# Object point labels
========================================================================
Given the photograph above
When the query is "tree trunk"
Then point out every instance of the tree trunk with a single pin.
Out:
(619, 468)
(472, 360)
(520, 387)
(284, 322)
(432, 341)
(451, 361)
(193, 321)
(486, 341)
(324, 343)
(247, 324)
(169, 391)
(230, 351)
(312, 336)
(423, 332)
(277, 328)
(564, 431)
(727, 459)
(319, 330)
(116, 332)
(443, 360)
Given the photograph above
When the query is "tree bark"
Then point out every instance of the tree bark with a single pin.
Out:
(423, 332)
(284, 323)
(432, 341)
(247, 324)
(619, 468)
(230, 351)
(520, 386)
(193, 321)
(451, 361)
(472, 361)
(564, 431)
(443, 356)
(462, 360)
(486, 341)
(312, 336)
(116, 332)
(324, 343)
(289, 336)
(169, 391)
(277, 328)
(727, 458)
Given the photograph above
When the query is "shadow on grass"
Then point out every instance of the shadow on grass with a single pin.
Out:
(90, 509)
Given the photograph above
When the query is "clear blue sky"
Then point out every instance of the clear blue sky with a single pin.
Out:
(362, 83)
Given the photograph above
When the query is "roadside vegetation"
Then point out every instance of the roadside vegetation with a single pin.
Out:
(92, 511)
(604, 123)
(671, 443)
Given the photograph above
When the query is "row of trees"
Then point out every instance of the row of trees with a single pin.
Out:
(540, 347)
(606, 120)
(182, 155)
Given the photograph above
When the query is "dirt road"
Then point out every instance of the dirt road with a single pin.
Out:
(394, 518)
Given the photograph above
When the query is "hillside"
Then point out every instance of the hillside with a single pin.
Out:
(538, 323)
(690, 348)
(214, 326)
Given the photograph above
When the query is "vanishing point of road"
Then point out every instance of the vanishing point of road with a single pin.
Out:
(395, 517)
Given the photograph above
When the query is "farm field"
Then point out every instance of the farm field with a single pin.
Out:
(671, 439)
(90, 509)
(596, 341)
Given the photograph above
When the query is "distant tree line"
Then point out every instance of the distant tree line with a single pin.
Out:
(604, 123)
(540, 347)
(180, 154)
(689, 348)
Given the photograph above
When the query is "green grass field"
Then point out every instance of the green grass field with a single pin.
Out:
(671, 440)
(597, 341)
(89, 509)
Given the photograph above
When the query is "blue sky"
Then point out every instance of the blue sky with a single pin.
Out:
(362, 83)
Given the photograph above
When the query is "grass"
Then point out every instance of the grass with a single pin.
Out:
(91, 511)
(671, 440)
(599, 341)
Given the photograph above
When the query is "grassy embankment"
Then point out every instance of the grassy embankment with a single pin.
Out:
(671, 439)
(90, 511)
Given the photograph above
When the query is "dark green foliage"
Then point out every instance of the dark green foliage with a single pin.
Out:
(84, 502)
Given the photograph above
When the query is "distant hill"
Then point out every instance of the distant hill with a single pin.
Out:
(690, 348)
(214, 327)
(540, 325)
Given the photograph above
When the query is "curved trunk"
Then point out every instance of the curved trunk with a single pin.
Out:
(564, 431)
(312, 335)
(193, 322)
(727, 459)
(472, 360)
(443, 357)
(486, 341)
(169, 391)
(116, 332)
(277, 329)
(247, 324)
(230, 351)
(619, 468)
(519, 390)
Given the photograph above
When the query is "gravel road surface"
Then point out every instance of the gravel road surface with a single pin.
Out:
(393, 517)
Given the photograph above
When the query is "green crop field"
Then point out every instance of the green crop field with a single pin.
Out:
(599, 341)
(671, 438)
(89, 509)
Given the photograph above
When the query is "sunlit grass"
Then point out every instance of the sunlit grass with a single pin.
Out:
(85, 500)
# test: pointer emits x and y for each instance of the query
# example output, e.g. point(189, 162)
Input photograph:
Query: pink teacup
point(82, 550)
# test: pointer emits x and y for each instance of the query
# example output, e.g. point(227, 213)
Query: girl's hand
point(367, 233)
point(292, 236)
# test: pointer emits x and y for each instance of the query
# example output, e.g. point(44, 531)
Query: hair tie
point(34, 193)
========================================================================
# Exercise task
Reproduce the data, keeping every line exactly the same.

# Output below
Given the photograph above
When the query is "tree trunk"
Then point out every instance of the tree trunk with a single pin.
Out:
(619, 468)
(472, 360)
(520, 387)
(284, 322)
(432, 341)
(451, 361)
(193, 321)
(486, 341)
(324, 343)
(247, 324)
(169, 391)
(230, 351)
(312, 336)
(423, 332)
(277, 328)
(564, 431)
(727, 459)
(319, 330)
(116, 332)
(443, 360)
Given the photograph above
When the query is "tree bark"
Then point out every instance of the tree bark with a single pin.
Out:
(423, 332)
(284, 323)
(432, 341)
(247, 324)
(619, 468)
(230, 351)
(520, 386)
(193, 321)
(451, 361)
(472, 361)
(564, 431)
(443, 356)
(462, 360)
(486, 341)
(312, 336)
(116, 332)
(324, 343)
(289, 336)
(169, 391)
(277, 328)
(727, 458)
Given the photograph above
When the query is "shadow on grass"
Then point out every instance of the shadow on grass with a single pin.
Out:
(90, 509)
Given the photograph above
When the query is "clear blue sky"
Then point out every instance of the clear blue sky with a single pin.
Out:
(362, 83)
Given the photograph above
When the query is "roadside vegetation"
Then point out every instance of the roadside vegetation with a single pin.
Out:
(92, 511)
(604, 123)
(671, 443)
Given the photograph above
When the query is "row of trees"
Then point out every instance of the row of trees with a single pin.
Out:
(540, 347)
(606, 120)
(182, 155)
Given the photograph above
When the query is "dirt road"
Then point out every instance of the dirt road with a single pin.
Out:
(394, 518)
Given the photograph above
When the query is "hillside"
Then point out every instance of the hillside with a single pin.
Out:
(538, 323)
(690, 348)
(214, 326)
Given the photograph above
When the query is "vanishing point of road"
Then point out every instance of the vanishing point of road with a single pin.
Out:
(395, 517)
Given the photograph above
When the query is "farm field"
Then point out every instance of the farm field with a single pin.
Out:
(671, 439)
(90, 509)
(596, 341)
Given the photograph above
When the query is "distant tree line"
Then point out every instance of the distant tree line with a single pin.
Out:
(604, 123)
(540, 347)
(180, 154)
(689, 348)
Given the photograph above
When the query is "green grass field"
Then point out every instance of the green grass field with a single pin.
Out:
(671, 440)
(597, 341)
(89, 509)
Given the photograph above
When the query is "blue sky"
Then point out every instance of the blue sky with a single pin.
Out:
(362, 83)
Given the photograph above
When the query is "grass"
Then point out every instance of the grass with a single pin.
Out:
(91, 511)
(671, 440)
(599, 341)
Given the photograph above
When the query is "grassy embankment"
Then point out every instance of the grassy embankment with a single pin.
Out:
(671, 439)
(90, 511)
Given the photograph above
When the query is "dark green foliage"
Then point out every instance of the dark green foliage with a single pin.
Out:
(84, 502)
Given the photograph above
When the query is "distant hill"
Then point out every instance of the distant hill with a single pin.
Out:
(690, 348)
(214, 327)
(540, 325)
Given the photograph above
When the query is "curved trunk"
Then point out every instance of the curved trunk with a single pin.
Out:
(564, 431)
(312, 335)
(193, 322)
(727, 459)
(472, 360)
(443, 357)
(486, 341)
(169, 391)
(116, 332)
(277, 329)
(247, 324)
(230, 351)
(619, 468)
(519, 390)
Given the photograph above
When the query is "gravel road surface"
Then point out every instance of the gravel road surface with a single pin.
Out:
(393, 517)
Given the photograph above
When the query is "green crop field"
Then point out every instance of the green crop field with a single pin.
Out:
(599, 341)
(671, 438)
(89, 509)
Given the photograph above
When the query is "sunlit grass"
Then point out every instance of the sunlit grass with a single pin.
Out:
(85, 500)
# test: pointer emits x and y for each instance of the query
# example output, e.g. point(189, 162)
Input photograph:
Query: pink teacup
point(82, 550)
# test: pointer emits x and y for each instance of the query
# example output, e.g. point(227, 213)
Query: girl's hand
point(367, 233)
point(292, 236)
# test: pointer emits x and y for each instance of the query
# example output, e.g. point(44, 531)
Query: hair tie
point(34, 193)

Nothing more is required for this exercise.